▶ [SOURCE MATERIAL]
┌────────

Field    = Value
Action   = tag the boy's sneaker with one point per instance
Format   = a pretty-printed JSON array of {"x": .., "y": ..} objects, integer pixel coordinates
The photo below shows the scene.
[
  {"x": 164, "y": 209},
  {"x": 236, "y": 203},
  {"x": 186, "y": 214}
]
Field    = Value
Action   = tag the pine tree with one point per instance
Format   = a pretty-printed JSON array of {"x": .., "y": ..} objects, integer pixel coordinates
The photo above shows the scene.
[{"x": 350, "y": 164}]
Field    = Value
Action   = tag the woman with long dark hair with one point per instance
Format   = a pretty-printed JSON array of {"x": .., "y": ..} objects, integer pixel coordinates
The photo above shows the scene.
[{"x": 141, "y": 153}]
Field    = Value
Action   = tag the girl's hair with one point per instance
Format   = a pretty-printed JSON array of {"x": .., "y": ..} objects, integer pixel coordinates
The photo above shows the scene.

└────────

▶ [PROBLEM STATEMENT] Please go through the listing and return each line that has "Action" in it.

▶ [RESULT OF THE TASK]
Action   = tag the boy's sneaker with one point per instance
Action   = tag the pine tree with one point per instance
Action   = tag the woman with long dark hair with one point per instance
Action   = tag the girl's hair with one point per instance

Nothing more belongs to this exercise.